- Задание a
Выберите из листинга все строки, где встречается слово «fish».

- Фрагмент документа
______

Защита и реабилитация папства - очевидный смысл всех этих эскапад. Диссертант с негодованием обрушивается также на тех, кто объявил крестовые походы "неправедными войнами", "клеймил" их последствия, "клеветал" на причины и результаты, "покрывая грязью всю славу наших рыцарственных предков" - в таких словах взывает историк к "патриотическому чувству" своих правоверных соотечественников. Оградить их от тлетворного воздействия вольтерьянских доктрин * - в этом главное стремление Тервекорана, объясняющее и полемический задор его опуса.
*(Тегwесогеn, De l'origine des croisades, p. 283-284.)
Вольтерьянскому пониманию причин крестовых походов он противопоставляет иезуитское, утверждая, что оно покоится на данных, якобы извлеченных им из документов. В основе его лежит квазинаучное представление о четырех обособленно действовавших предпосылках священных войн XI-XIII вв.: провиденциальной, случайной, конечной и определяющей*.
*(Тегwесогеn, De l'origine des croisades, p. 285.)
В следующем затем историко-теологическом экскурсе (его обильно уснащают библейские реминисценции и цитаты из Мишо*) Тервекоран гальванизирует идею Боссюэ, согласно которой крестовые походы были предопределены волей божества, "всегда направляющего ход истории сообразно своим предначертаниям". Для того чтобы возродить "погибавший от вырождения" православный Восток и исторгнуть Запад из опасной бездны, разверзшейся перед ним в обстановке смут XI в. и угрожавшей ему быть навеки погруженным в тьму варварства, бог и избрал такое средство, как крестовый поход. Таким образом, путь к цивилизации, проходивший, по Тервекорану, через крестоносные войны, оказывается изначально "санкционированным небесной волей".
*(Тегwесогеn, De l'origine des croisades, p. 285-289.)
Во втором экскурсе, уточняющем идеи предшествующего, перечисляются исторические обстоятельства, которые также рассматриваются как результат божественного предопределения и вмешательства, имевших целью благоприятствовать главному намерению всевышнего - расширению сферы цивилизации. Сюда относятся: установление власти папства, паломничества, возвращение Петра Пустынника из Иерусалима, просьбы византийского императора о помощи. Тервекоран с благоговением характеризует Петра Пустынника, личность, "столь же исключительную, сколь и божественная тайна, которую он должен был раскрыть" (воспроизводится легенда Альберта Аахенского о явлении Иисуса Христа амьенскому монаху в дни его пребывания в святом граде). Все это случаиности, направлявшиеся провидением и предназначенные к тому, чтобы на Клермонском соборе определена была конечная цель крестового похода*.
*(Тегwесогеn, De l'origine des croisades, p. 288-289, 291-293.)
Такой конечной целью (ей посвящен третий очерк) признается возвращение Св. Земли и освобождение восточных христиан - к этому были устремлены души католиков. Папа Урбан II соединил все эти порывы в единый поток* (текст речи папы комментируется с помощью Мишо и Шатобриана - высших авторитетов для иезуита-историка**).
*(Тегwесогеn, De l'origine des croisades, p. 295.)

______

- Выдержки из листинга
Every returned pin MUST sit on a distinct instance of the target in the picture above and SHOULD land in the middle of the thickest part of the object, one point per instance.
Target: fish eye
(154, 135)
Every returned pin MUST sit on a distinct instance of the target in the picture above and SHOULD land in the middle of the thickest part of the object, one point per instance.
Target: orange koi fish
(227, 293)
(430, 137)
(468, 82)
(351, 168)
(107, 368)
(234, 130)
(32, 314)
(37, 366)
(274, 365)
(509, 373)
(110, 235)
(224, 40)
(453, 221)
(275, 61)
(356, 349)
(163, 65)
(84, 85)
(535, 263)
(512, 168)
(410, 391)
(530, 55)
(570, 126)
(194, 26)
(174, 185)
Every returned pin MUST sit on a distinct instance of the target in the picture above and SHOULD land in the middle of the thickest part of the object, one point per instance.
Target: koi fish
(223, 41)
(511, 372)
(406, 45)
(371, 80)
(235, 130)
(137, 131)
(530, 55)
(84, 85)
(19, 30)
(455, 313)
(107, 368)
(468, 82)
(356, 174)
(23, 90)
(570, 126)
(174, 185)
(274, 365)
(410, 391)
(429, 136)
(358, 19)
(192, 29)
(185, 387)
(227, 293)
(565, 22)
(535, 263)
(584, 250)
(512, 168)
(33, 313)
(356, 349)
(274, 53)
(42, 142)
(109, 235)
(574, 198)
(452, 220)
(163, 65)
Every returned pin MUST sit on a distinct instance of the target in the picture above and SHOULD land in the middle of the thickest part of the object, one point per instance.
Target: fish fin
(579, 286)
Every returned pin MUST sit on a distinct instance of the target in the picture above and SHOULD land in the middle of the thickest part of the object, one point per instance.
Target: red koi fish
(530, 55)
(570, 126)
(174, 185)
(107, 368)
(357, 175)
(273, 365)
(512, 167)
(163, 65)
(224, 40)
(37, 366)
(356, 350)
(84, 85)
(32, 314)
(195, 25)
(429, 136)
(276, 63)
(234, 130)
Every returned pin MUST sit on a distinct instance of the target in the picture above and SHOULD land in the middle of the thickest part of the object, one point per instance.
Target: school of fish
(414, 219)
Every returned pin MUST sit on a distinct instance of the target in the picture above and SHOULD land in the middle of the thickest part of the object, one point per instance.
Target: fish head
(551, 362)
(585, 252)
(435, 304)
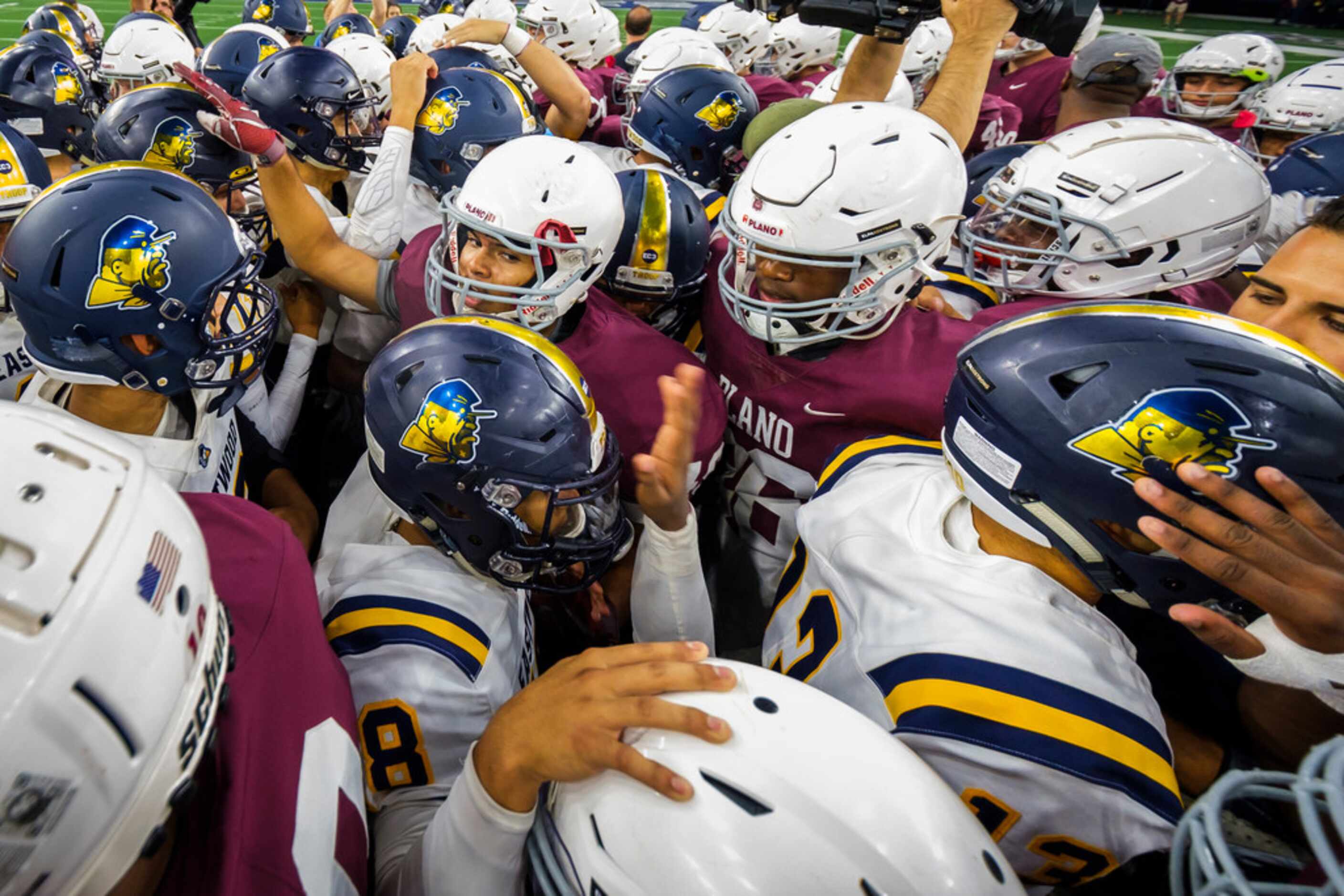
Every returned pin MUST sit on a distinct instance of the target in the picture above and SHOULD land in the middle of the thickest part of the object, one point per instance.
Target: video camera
(1055, 23)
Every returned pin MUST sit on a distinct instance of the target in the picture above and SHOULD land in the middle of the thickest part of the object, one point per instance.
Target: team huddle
(448, 399)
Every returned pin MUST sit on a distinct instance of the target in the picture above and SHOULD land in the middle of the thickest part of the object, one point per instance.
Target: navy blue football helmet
(1054, 416)
(49, 89)
(694, 119)
(158, 124)
(467, 419)
(288, 17)
(397, 32)
(129, 250)
(984, 167)
(304, 93)
(1312, 166)
(345, 25)
(467, 113)
(231, 57)
(663, 250)
(693, 17)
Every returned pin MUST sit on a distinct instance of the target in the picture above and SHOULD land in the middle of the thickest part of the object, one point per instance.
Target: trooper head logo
(445, 430)
(1174, 426)
(174, 144)
(134, 262)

______

- Задание b
Какие четыре предпосылки священных войн XI–XIII вв. выделяет Тервекоран в приведенном выше фрагменте документа?

- Готовый ответ a
Target: fish eye
Target: orange koi fish
Target: koi fish
Target: fish fin
Target: red koi fish
Target: school of fish
Target: fish head

- Готовый ответ b
Провиденциальную, случайную, конечную и определяющую.